--- begin MATERIAL PROVIDED ---

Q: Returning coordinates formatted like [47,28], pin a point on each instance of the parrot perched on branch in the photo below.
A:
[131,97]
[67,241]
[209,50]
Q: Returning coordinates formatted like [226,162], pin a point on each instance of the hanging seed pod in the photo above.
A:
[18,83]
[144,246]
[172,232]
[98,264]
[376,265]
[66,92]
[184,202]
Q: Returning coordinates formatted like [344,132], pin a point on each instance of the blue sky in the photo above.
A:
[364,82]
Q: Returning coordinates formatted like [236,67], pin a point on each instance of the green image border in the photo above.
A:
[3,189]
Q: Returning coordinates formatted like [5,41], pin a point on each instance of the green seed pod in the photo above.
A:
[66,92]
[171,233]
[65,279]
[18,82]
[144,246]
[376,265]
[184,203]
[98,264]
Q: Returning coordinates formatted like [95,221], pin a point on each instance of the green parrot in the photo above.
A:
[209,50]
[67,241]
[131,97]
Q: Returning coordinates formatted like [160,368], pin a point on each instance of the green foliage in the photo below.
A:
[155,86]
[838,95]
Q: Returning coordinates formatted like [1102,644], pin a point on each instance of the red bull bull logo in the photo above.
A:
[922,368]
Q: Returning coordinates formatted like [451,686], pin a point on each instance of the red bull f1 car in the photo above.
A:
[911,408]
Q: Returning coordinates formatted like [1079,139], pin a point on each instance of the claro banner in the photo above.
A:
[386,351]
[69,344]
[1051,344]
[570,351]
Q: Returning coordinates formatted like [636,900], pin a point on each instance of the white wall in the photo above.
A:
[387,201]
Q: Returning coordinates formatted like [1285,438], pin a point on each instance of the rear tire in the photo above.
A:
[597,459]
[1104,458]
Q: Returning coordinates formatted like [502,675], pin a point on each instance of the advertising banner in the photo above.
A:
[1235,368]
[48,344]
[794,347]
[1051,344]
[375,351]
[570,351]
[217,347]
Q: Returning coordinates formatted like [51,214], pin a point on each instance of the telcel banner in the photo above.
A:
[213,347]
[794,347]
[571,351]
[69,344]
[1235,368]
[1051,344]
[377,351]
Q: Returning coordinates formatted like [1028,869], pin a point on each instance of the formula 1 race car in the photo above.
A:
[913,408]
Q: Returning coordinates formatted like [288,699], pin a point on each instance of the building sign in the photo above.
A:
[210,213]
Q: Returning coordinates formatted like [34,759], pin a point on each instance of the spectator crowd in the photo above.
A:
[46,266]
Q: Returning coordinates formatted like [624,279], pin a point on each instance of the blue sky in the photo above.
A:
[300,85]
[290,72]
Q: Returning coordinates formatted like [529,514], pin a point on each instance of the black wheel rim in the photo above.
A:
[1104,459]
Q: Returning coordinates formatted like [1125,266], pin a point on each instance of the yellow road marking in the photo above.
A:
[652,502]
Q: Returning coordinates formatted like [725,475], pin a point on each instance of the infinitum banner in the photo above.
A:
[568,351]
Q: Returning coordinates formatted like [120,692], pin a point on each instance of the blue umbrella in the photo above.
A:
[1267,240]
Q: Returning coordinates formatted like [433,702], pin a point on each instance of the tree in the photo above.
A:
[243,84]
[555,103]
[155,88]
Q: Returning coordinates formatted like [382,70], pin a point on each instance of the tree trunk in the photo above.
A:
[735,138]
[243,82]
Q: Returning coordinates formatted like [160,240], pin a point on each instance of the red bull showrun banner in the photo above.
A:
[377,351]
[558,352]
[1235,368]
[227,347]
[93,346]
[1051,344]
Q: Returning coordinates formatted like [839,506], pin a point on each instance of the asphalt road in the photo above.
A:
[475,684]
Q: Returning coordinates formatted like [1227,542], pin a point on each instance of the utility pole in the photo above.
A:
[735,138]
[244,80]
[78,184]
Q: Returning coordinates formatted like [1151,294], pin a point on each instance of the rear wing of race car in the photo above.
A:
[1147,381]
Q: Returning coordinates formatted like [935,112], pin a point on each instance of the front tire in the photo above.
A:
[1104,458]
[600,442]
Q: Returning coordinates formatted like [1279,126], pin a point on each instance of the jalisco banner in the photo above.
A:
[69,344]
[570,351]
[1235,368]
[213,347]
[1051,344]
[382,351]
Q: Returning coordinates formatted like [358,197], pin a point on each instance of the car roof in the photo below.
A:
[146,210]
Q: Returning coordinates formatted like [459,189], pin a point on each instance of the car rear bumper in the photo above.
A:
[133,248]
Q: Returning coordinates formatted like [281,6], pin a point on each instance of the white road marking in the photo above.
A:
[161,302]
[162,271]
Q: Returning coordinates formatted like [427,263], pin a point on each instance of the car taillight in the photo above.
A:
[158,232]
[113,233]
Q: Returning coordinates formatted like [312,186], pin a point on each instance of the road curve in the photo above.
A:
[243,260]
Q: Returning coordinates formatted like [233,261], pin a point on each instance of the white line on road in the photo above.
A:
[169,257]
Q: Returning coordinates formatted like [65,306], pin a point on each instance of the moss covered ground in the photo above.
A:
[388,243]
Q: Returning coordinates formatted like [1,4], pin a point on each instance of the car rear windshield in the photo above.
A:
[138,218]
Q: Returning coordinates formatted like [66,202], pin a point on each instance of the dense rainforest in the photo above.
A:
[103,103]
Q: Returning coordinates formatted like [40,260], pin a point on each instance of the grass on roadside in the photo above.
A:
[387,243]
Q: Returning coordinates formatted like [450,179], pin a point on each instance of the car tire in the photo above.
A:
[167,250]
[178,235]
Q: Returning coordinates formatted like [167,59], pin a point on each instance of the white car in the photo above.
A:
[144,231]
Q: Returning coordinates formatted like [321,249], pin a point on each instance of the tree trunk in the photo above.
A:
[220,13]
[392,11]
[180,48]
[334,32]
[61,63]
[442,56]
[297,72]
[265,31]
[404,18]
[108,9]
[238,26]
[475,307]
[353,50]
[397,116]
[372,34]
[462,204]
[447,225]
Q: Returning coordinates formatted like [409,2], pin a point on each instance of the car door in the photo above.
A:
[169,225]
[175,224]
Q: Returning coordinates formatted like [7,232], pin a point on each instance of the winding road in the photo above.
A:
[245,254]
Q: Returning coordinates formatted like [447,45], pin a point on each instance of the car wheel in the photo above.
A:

--- end MATERIAL PROVIDED ---

• SET PROBLEM: Restate each entry exactly, skipping none.

• EXERCISE RESULT:
Q: Returning coordinates formatted like [47,28], pin a point on each instance of the parrot perched on branch in the photo below.
A:
[131,97]
[67,241]
[209,50]
Q: Returning coordinates formatted like [226,162], pin a point on each instance of the hanging seed pod in the photo above.
A:
[18,83]
[144,246]
[172,232]
[98,264]
[376,265]
[66,92]
[184,202]
Q: Returning coordinates formatted like [344,132], pin a point on each instance of the blue sky in the photo above.
A:
[364,82]
Q: Returning coordinates formatted like [236,67], pin a point on each instance of the green image border in the photo above.
A:
[3,189]
Q: Returning coordinates formatted like [5,41], pin a point on each instance of the green seed pod in the photo above.
A:
[66,92]
[171,233]
[65,279]
[18,82]
[144,246]
[376,265]
[184,203]
[98,264]
Q: Returning coordinates formatted like [95,221], pin a point on each instance of the green parrot in the photo above.
A:
[209,50]
[67,241]
[131,97]
Q: Returning coordinates formatted like [160,368], pin a point on each instance of the green foliage in the photo below.
A:
[155,86]
[838,95]
Q: Returning coordinates formatted like [1102,644], pin a point on each instance of the red bull bull logo in the photo above.
A:
[922,368]
Q: Returning coordinates formatted like [451,686], pin a point on each instance of the red bull f1 car in the photo above.
A:
[911,408]
Q: Returning coordinates formatted like [1079,139], pin a point on each instance of the claro banner in the photo above.
A:
[386,351]
[69,344]
[1051,344]
[570,351]
Q: Returning coordinates formatted like [636,900], pin a point on each instance of the white wall in the photo above.
A:
[387,201]
Q: Returning coordinates formatted like [1285,438], pin a point on each instance of the rear tire in the photo above.
A:
[597,459]
[1104,458]
Q: Returning coordinates formatted like [502,675], pin a point on each instance of the advertising banner in the photo above.
A:
[1235,368]
[48,344]
[794,347]
[1051,344]
[375,351]
[570,351]
[217,347]
Q: Returning coordinates formatted like [51,214], pin a point on each instance of the telcel banner in the photo above.
A:
[213,347]
[794,347]
[571,351]
[69,344]
[1235,368]
[1051,344]
[377,351]
Q: Returning coordinates formatted like [1028,869], pin a point on each instance of the formula 1 race car in the photo above.
A:
[913,408]
Q: Returning coordinates formatted like [288,699], pin a point on each instance of the building sign in the photo above.
A:
[210,213]
Q: Returning coordinates formatted like [34,759], pin a point on each instance of the spectator crowd in the photo above.
A:
[46,266]
Q: Returning coordinates formatted like [624,279], pin a point on each instance of the blue sky in the photo above.
A:
[300,85]
[290,72]
Q: Returning coordinates formatted like [529,514], pin a point on each instance of the black wheel rim in the photo above.
A:
[1104,459]
Q: Returning coordinates formatted like [1125,266], pin a point on each instance of the yellow road marking in the photo above.
A:
[652,502]
Q: Returning coordinates formatted like [725,475], pin a point on each instance of the infinitum banner in the photo above.
A:
[568,351]
Q: Returning coordinates formatted like [120,692], pin a point on each instance of the blue umbrella in the photo above.
A:
[1267,240]
Q: Returning coordinates formatted like [433,702], pin a point on each instance of the tree in the photo above.
A:
[243,84]
[555,103]
[155,88]
Q: Returning coordinates formatted like [382,70], pin a point on each instance of the tree trunk in the photo above.
A:
[735,138]
[243,82]
Q: Returning coordinates formatted like [160,240], pin a point on each instance of the red bull showrun banner in the photo above.
A:
[377,351]
[558,352]
[1235,368]
[227,347]
[93,346]
[1051,344]
Q: Returning coordinates formatted like [839,506], pin a point on each instance of the asphalt road in the photo above.
A:
[475,684]
Q: Returning coordinates formatted like [1227,542], pin a point on each instance of the utility pole in the photo above.
A:
[735,138]
[244,80]
[78,184]
Q: Returning coordinates formatted like [1151,294], pin a point on each instance of the rear wing of race car in the photo above.
A:
[1147,381]
Q: Returning coordinates formatted like [935,112], pin a point on each instance of the front tire in the photo above.
A:
[1104,458]
[600,442]
Q: Returning coordinates formatted like [1279,126], pin a point on each instance of the jalisco banner in the photo above.
A:
[69,344]
[570,351]
[1235,368]
[213,347]
[1051,344]
[382,351]
Q: Returning coordinates formatted like [358,197], pin a point on each instance of the car roof in the photo below.
A:
[146,210]
Q: Returning coordinates formatted like [459,189], pin a point on each instance of the car rear bumper in the photo above.
A:
[133,248]
Q: Returning coordinates formatted like [281,6], pin a point on each instance of the white road marking in the photo above.
A:
[161,302]
[162,271]
Q: Returning coordinates formatted like [427,263], pin a point on each instance of the car taillight in the photo above.
A:
[158,232]
[113,233]
Q: Returning coordinates formatted like [312,186], pin a point on each instance of the road curve in the photo above.
A:
[243,260]
Q: Returning coordinates formatted like [233,261], pin a point on each instance of the white line on road in the photo above.
A:
[169,257]
Q: Returning coordinates formatted like [65,306], pin a point on each instance of the moss covered ground in the photo above.
A:
[388,243]
Q: Returning coordinates formatted like [1,4], pin a point on each instance of the car rear windshield in the photo above.
A:
[138,218]
Q: Returning coordinates formatted like [66,202], pin a point on each instance of the dense rainforest in the photo above.
A:
[103,103]
Q: Returning coordinates formatted like [40,260], pin a point on each instance of the grass on roadside in the photo above.
A:
[387,243]
Q: Returning coordinates formatted like [450,179], pin a point on each instance of the car tire in the photo above.
A:
[167,250]
[178,235]
Q: Returning coordinates formatted like [167,59], pin a point on each instance of the white car in the photo above.
A:
[144,231]
Q: Returning coordinates formatted like [321,249], pin a point on each instance of the tree trunk in the photo above.
A:
[220,13]
[392,11]
[180,48]
[334,32]
[61,63]
[442,56]
[297,72]
[265,31]
[404,18]
[108,9]
[238,26]
[475,307]
[353,50]
[397,116]
[372,34]
[462,204]
[447,225]
Q: Returning coordinates formatted like [409,2], pin a point on each instance of the car door in the photo above.
A:
[169,225]
[175,224]
Q: Returning coordinates formatted like [7,232], pin a point on each instance of the winding road in the photo above.
A:
[245,254]
Q: Returning coordinates formatted like [447,45], pin a point on each instance of the car wheel in the photo above.
A:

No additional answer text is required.